## WHAT YOU NEED TO DO
From the line that contains "81L226 80L229 85L245" to the last line of the entries, set down each line exactly as written, both ends included, with nothing else.

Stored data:
..............................
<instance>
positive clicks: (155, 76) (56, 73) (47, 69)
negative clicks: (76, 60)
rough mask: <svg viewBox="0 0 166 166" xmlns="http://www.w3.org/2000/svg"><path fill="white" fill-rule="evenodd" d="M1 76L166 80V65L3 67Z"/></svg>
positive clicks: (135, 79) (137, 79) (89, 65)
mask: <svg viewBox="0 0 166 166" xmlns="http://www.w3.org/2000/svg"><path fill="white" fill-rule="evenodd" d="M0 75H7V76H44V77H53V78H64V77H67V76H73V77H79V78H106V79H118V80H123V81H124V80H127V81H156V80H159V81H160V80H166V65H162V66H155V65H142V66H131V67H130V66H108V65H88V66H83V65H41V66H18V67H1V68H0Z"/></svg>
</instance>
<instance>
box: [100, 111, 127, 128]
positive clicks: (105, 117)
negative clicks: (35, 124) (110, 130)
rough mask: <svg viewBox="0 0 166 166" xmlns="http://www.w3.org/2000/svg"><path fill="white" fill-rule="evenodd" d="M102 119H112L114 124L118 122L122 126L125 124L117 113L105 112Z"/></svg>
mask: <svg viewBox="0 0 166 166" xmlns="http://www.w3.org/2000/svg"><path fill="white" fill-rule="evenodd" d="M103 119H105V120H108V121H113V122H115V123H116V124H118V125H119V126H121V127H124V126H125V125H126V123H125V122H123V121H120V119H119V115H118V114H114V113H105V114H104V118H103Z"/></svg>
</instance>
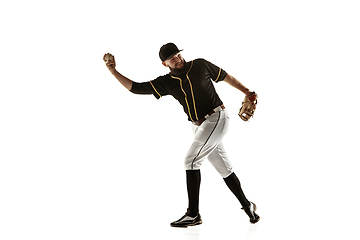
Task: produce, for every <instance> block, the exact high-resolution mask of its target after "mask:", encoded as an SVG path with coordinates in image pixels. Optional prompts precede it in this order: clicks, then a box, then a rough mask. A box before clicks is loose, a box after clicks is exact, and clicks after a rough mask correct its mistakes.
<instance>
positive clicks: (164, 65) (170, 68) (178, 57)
mask: <svg viewBox="0 0 360 240" xmlns="http://www.w3.org/2000/svg"><path fill="white" fill-rule="evenodd" d="M163 65H164V66H165V67H169V68H170V70H175V71H176V70H182V69H183V68H184V67H185V60H184V58H183V57H182V56H181V54H180V53H177V54H175V55H174V56H173V57H172V58H170V59H168V60H165V62H163Z"/></svg>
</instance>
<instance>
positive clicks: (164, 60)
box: [159, 43, 182, 62]
mask: <svg viewBox="0 0 360 240" xmlns="http://www.w3.org/2000/svg"><path fill="white" fill-rule="evenodd" d="M181 51H182V50H179V49H178V47H177V46H176V45H175V44H174V43H167V44H165V45H163V46H162V47H161V48H160V51H159V57H160V59H161V61H163V62H165V61H166V60H168V59H169V58H172V57H173V56H174V55H175V54H177V53H179V52H181Z"/></svg>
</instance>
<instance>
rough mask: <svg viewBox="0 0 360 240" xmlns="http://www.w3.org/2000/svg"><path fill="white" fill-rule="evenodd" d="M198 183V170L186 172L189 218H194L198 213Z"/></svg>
mask: <svg viewBox="0 0 360 240" xmlns="http://www.w3.org/2000/svg"><path fill="white" fill-rule="evenodd" d="M200 182H201V175H200V170H186V185H187V191H188V198H189V210H190V212H191V213H190V214H191V217H195V216H196V215H197V214H198V212H199V192H200Z"/></svg>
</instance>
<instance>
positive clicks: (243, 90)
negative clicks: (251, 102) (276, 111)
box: [224, 74, 252, 96]
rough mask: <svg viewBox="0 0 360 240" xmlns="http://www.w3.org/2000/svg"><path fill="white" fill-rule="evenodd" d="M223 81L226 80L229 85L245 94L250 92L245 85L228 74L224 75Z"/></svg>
mask: <svg viewBox="0 0 360 240" xmlns="http://www.w3.org/2000/svg"><path fill="white" fill-rule="evenodd" d="M224 81H225V82H227V83H228V84H229V85H230V86H232V87H234V88H236V89H238V90H240V91H241V92H243V93H244V94H245V95H246V96H250V95H251V94H252V92H251V91H250V90H249V89H248V88H247V87H245V86H244V85H243V84H242V83H241V82H239V80H237V79H236V78H235V77H233V76H231V75H230V74H227V75H226V77H225V79H224Z"/></svg>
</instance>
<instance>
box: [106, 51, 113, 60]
mask: <svg viewBox="0 0 360 240" xmlns="http://www.w3.org/2000/svg"><path fill="white" fill-rule="evenodd" d="M112 60H114V57H113V55H111V54H110V53H107V54H105V61H106V62H108V61H112Z"/></svg>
..............................
## THE COMPLETED TASK
rough mask: <svg viewBox="0 0 360 240" xmlns="http://www.w3.org/2000/svg"><path fill="white" fill-rule="evenodd" d="M223 81L226 80L229 85L245 94L250 92L245 85L228 74L224 75Z"/></svg>
mask: <svg viewBox="0 0 360 240" xmlns="http://www.w3.org/2000/svg"><path fill="white" fill-rule="evenodd" d="M224 81H225V82H227V83H228V84H229V85H230V86H232V87H234V88H236V89H238V90H240V91H241V92H243V93H244V94H245V95H246V96H250V95H251V94H252V92H251V91H250V90H249V89H248V88H247V87H245V86H244V85H243V84H242V83H241V82H239V80H237V79H236V78H235V77H233V76H231V75H230V74H227V75H226V77H225V79H224Z"/></svg>
</instance>
<instance>
box: [106, 51, 113, 60]
mask: <svg viewBox="0 0 360 240" xmlns="http://www.w3.org/2000/svg"><path fill="white" fill-rule="evenodd" d="M112 60H114V57H113V55H111V54H110V53H107V54H105V61H106V62H108V61H112Z"/></svg>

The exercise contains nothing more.